◆ **Text shown**

Daily Development for
Monday, November 3, 1997

by: Patrick A. Randolph, Jr.
Professor of Law
UMKC School of Law

DIRT so often reports cases in which landowners get the shaft, I thought it would be fun to start on Monday with four recent cases involving specialized legal doctrines that enable landowners to adapt the law to address their special situations versus governmental regulation or eminent domain. None of the cases require a lot of comment, but any of them could be quite useful given the proper case. --Pat Randolph

EMINENT DOMAIN; DAMAGES; "ASSEMBLED ECONOMIC UNIT:" When unique building, which is necessary for business to operate, is condemned, and no other building within reasonable distance is adaptable to replace its function, Assembled Economic Unit Doctrine requires that the condemned building be considered an essential part of economic unit in industry, and all machinery, equipment and fixtures vital to economic unit will be considered part of real estate condemned.

Denes v. Pennsylvania Turnpike Commission, 689 A.2d 219 (Pa. 1997).

EMINENT DOMAIN; DAMAGES; "UNITY OF USE:" Concept of unity of use doctrine, which requires that damages for condemnation be assessed as if all of several noncontiguous tracts were one parcel when all such tracts are owned by one owner and used for unified purpose, is applicable only when all of the noncontiguous parcels are owned by one owner, used for a unified purpose by an identical user, and are so interconnected in the use to which they are applied that injury to one will permanently damage the others.

West Whiteland Associates v. Commonwealth of Pennsylvania Department of Transportation, 690 A.2d 1266 (Pa.Commw. 1997).

ZONING AND PLANNING; PRE-EXISTING NONCONFORMING USE; ABANDONMENT: Owner and lessee of property not used as racetrack for 14 years were nonetheless entitled to use the property as a nonconforming use as racetrack, because, although the property had not been kept in repair for use as racetrack; the property had been assessed continually for real estate tax purposes as a racetrack, no attempt had been made to dismantle racetrack structures, and owner had negotiated with 23 persons for sale or lease of the property.

Latrobe Speedway v. Zoning Hearing Bd. of Unity Township, 686 A.2d 888 (Pa.Commw. 1996).

ZONING AND PLANNING; PRE-EXISTING NONCONFORMING USE: A mining company that purchases property for its materials is entitled to the protection of legal nonconforming use for that property provided the property constitutes an integral part of the mining operations at the time the zoning restriction becomes effective.

◆ **Data**
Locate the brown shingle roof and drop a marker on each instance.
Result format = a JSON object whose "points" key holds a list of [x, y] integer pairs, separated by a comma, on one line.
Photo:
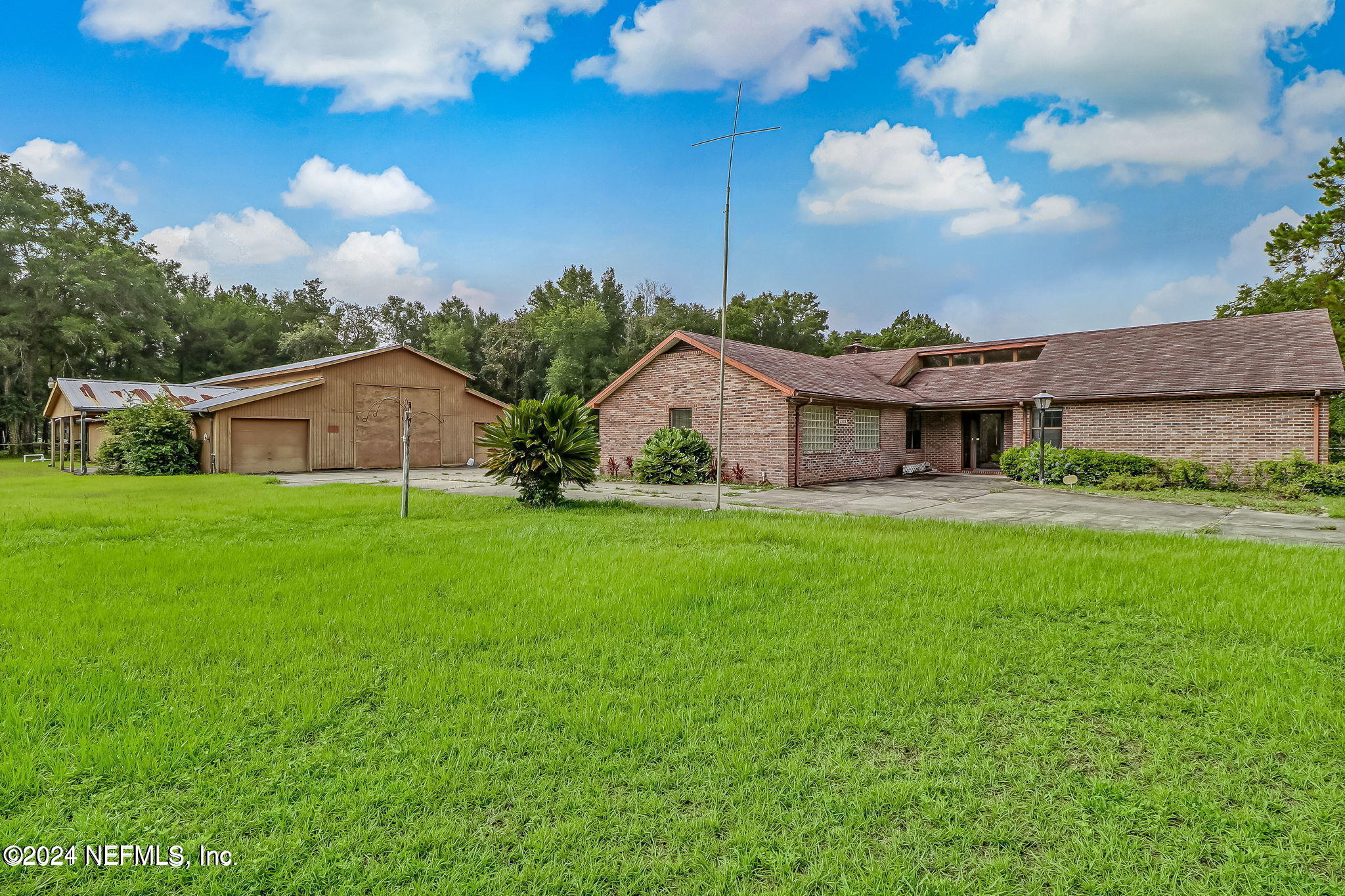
{"points": [[1294, 351], [806, 373], [1287, 352]]}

◆ **Directives**
A - Restate the case digest starting at "Denes v. Pennsylvania" and ending at "damage the others.", swapping "noncontiguous" for "separate" throughout.
B - Answer these questions from the case digest, one per line:
(i) On what weekday and date was this daily development issued?
(ii) At which school of law is the author a professor?
(iii) For how many years had the property in the racetrack case gone unused as a racetrack?

◆ **Solutions for each task**
A -
Denes v. Pennsylvania Turnpike Commission, 689 A.2d 219 (Pa. 1997).

EMINENT DOMAIN; DAMAGES; "UNITY OF USE:" Concept of unity of use doctrine, which requires that damages for condemnation be assessed as if all of several separate tracts were one parcel when all such tracts are owned by one owner and used for unified purpose, is applicable only when all of the separate parcels are owned by one owner, used for a unified purpose by an identical user, and are so interconnected in the use to which they are applied that injury to one will permanently damage the others.

B -
(i) Monday, November 3, 1997
(ii) UMKC School of Law
(iii) 14 years